* _What you have to do_: Print all the data, keeping every line exactly as it is.
----- Recorded information
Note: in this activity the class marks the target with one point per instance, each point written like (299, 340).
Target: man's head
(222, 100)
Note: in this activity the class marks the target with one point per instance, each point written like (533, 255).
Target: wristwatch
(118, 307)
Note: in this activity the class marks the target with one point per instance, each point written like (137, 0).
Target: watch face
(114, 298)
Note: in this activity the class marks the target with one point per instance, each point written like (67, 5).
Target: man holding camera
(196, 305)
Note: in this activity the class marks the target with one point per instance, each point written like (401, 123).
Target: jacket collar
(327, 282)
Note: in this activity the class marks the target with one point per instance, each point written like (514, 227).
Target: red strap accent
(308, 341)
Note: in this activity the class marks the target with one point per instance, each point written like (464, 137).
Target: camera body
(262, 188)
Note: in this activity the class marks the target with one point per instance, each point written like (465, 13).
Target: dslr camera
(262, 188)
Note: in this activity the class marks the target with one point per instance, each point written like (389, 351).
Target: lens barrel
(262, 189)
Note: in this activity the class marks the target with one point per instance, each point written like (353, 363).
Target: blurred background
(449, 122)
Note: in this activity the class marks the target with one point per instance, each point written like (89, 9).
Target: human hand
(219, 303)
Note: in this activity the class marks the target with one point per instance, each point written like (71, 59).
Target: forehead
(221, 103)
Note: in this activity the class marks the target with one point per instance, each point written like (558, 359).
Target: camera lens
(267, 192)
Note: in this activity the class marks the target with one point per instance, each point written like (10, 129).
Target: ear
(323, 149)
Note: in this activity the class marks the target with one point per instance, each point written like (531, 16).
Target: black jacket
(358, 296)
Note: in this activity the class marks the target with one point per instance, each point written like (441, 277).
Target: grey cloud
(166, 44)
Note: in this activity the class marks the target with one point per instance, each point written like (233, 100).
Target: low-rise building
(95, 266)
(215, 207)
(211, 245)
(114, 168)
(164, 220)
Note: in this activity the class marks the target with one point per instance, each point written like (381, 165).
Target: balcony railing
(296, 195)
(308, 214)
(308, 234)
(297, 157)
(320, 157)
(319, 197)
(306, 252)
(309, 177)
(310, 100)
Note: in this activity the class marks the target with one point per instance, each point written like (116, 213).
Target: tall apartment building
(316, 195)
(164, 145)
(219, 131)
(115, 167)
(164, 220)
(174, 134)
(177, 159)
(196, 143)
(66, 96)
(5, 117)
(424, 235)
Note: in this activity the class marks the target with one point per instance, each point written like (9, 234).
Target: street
----------
* _Written answer_:
Note: in this activity the class marks the target with one point per instance, each point written like (299, 340).
Target: man's head
(222, 100)
Note: in this activity the class marks the target with one point per instance, each point written like (533, 255).
Target: wristwatch
(118, 307)
Note: in this activity the class marks the target with one point per instance, each point written like (137, 0).
Target: watch face
(114, 298)
Note: in this activity the class marks the target with one point per instance, each point written like (67, 5).
Target: man holding camera
(196, 305)
Note: in this activity the class marks the target with one point per instance, each point written like (401, 123).
Target: jacket collar
(327, 282)
Note: in this activity the class marks the target with one point per instance, each point written like (514, 227).
Target: red strap accent
(308, 341)
Note: in this activity the class marks the target with one point per instance, each point written like (464, 137).
Target: camera body
(262, 188)
Note: in this activity the class marks the target with one point per instance, each point written like (465, 13).
Target: dslr camera
(262, 188)
Note: in this activity the class marks the target with one point per instance, each point written like (389, 351).
Target: lens barrel
(262, 189)
Note: in this activity the class marks the target with one point per instance, each point written like (353, 363).
Target: blurred background
(449, 122)
Note: in this activity the class marks the target with one point per instance, each point written like (89, 9).
Target: human hand
(219, 303)
Note: in this activity the class marks the target with one point per instance, each point written like (71, 59).
Target: forehead
(221, 103)
Note: in this activity the class marks the target with one point per instance, each point written like (558, 359).
Target: camera lens
(267, 192)
Note: in this activity the class marks the target with one point per instance, each point written like (10, 129).
Target: ear
(323, 149)
Note: in this activity the class marks the target with one point per instance, each point written like (531, 16).
Target: black jacket
(358, 296)
Note: in this activity the class marks the target with one point per instance, each point written like (441, 277).
Target: grey cloud
(166, 44)
Note: in this activity the class marks the target with one point per instance, each point written like (233, 100).
Target: low-rise building
(95, 266)
(215, 207)
(211, 245)
(114, 168)
(164, 220)
Note: in this activity the class marks the target with one point per instance, each point written like (381, 165).
Target: balcony railing
(296, 195)
(308, 214)
(308, 234)
(297, 157)
(320, 157)
(319, 197)
(306, 252)
(309, 177)
(310, 100)
Note: in this activity the class marks the target with one point per instance, each point written like (116, 213).
Target: tall apartment building
(316, 195)
(164, 145)
(219, 131)
(115, 167)
(164, 220)
(174, 134)
(177, 159)
(196, 143)
(66, 96)
(5, 117)
(424, 235)
Note: in this activity the class marks the target with one point per instance, each point written like (9, 234).
Target: street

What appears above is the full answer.